_PROVIDED PASSAGE_
⟨
# Wilcom Embroidery Studio Trim Efficiency



## Rachella (Aug 21, 2014)

Hello everyone, I've been trying to teach myself how to digitize using Wilcom Embroidery Studio 2.0

This boat is the most complicated thing I've done so far because of all the small tidbits. I don't think it's bad for my first attempt, but the trimming is so totally excessive! Over 90 trims. 

I digitized it piece by piece. There are over 100 small "pieces/objects" in the boat itself. 

My question is, how do I minimize this? What is the process for eliminating most of the trim and merging the pieces together for a better sewing flow? 

I've included the .EMB file for it.

boat.EMB


----------



## Liberty (Jul 18, 2006)

The biggest issue I see is the pathing. That is done when you digitize. You have to think about the flow of the design once it is on the machine and use a sequence to minimize trims. At the same time you use pathing to control the push and pull to a degree.

At this point, you have to decide if it is easier to manually resequence the design or just start over. You might be able to step through the objects and change start/stop points to eliminate a few trims. and you can use cut/paste to manually resequence but you have 143 objects in the design so that would be very tedious. It also looks like you have about 30 objects that are just one stitch. I'm not sure how that happened?

The only design break I see in this is the one place in the antenna and no one would ever notice a connecting stitch there. This could have been done with no trims at all.

I would have started in the waves below the boat, worked my way from the back to the front of the boat, and finished with the waves below the bow.
⟩
_PROBLEMS AND TASKS_
a: Duplicate the part of the embroidery trim thread that opens with the words containing "Hello everyone, I've" and closes with "Over 90 trims.".
b: Render this sentence from the embroidery trim thread in Spanish: "This could have been done with no trims at all."
c: Take the embroidery trim thread further, starting from its last post.

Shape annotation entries
⟨
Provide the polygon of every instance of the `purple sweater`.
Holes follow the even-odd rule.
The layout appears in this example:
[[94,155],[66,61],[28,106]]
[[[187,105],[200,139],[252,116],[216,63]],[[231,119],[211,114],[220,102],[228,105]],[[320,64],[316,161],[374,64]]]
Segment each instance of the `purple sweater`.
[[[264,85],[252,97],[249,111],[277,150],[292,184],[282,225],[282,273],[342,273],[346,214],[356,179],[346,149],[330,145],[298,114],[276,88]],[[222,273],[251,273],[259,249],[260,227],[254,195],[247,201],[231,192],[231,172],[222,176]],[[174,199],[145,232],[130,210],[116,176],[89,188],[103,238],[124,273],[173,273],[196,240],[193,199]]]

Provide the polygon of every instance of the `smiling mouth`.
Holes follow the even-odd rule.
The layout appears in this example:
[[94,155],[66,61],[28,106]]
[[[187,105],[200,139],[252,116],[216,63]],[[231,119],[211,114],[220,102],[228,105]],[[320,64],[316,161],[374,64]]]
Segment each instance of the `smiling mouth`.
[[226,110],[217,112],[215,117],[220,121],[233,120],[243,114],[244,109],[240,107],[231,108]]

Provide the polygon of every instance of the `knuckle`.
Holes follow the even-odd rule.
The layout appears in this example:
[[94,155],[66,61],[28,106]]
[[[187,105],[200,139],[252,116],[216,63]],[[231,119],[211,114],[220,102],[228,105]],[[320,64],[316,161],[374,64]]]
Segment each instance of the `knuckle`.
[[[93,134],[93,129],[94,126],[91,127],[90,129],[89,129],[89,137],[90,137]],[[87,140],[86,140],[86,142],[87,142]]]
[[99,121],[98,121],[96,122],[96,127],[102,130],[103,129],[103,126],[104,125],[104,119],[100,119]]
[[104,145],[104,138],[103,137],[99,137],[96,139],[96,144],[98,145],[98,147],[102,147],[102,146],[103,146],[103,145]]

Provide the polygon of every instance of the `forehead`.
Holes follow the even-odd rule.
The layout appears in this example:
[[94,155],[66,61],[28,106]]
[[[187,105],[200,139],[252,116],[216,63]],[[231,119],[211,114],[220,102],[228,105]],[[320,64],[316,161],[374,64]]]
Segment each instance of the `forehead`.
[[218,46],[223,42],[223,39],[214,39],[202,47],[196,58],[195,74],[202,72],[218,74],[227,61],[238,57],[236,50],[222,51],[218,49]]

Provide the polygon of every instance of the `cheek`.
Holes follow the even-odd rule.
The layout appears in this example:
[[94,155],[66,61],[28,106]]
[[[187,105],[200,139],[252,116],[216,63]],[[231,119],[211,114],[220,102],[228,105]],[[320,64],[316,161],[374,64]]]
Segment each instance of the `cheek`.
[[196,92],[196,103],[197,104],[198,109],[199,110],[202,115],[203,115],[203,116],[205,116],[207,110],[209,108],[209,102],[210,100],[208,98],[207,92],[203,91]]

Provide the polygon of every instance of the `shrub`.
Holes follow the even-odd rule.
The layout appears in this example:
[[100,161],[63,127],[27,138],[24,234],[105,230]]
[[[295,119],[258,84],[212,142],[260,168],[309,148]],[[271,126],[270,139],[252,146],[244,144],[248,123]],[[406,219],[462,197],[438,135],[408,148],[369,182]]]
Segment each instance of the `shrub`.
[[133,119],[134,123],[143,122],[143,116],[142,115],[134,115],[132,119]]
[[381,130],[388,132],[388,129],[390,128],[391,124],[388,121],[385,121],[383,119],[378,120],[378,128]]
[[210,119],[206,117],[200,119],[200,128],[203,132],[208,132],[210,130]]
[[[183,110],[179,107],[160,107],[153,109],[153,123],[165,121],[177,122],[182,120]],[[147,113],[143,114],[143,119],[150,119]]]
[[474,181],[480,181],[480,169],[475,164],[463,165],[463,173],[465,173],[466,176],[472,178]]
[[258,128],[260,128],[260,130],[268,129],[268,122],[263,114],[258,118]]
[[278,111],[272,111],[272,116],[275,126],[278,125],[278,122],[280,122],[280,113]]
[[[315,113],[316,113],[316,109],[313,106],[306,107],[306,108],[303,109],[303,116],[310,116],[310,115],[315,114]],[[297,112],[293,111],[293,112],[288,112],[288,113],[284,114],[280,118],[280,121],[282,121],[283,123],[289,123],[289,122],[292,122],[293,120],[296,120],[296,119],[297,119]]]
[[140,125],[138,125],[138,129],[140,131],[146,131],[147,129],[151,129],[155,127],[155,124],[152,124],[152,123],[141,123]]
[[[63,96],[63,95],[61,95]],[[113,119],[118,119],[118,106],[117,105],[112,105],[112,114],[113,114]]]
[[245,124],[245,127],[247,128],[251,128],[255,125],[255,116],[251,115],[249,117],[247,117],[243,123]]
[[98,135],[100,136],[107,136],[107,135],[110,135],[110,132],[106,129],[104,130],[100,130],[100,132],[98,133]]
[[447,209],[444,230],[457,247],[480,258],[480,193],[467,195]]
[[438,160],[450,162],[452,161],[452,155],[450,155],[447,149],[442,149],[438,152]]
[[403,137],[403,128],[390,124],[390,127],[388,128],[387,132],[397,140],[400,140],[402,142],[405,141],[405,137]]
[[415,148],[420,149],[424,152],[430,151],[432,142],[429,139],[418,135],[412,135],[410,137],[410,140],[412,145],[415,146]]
⟩
_TASK RESULTS_
a:
Hello everyone, I've been trying to teach myself how to digitize using Wilcom Embroidery Studio 2.0

This boat is the most complicated thing I've done so far because of all the small tidbits. I don't think it's bad for my first attempt, but the trimming is so totally excessive! Over 90 trims.

b: Esto podría haberse hecho sin ningún corte.

c:
Pathing is one of the hardest concepts to learn in digitizing. You can actually take a copy of the artwork and use a pencil to sketch out the path you will follow. After a while you will just instinctively come to you onscreen. Look for the logical start and end point. It is like solving a maze.

Good luck, just keep practicing.


----------



## AlisonB (Sep 26, 2010)

Rachella. Will you let me have your e-mail address? I will send you something that works.


----------



## Rachella (Aug 21, 2014)

Liberty: Thank you very much the helpful insight! I didn't realize digitizing could be so complicated. I'm used to working in layers with photoshop but it's a lot easier to re-arrange them there. I guess I thought it would be just as easy with wilcom! Put the design together, then worry about the order.

But trying to rearrange almost 150 pieces is so tedious! I think I'll continue to practice on this boat and try it again from the ground up...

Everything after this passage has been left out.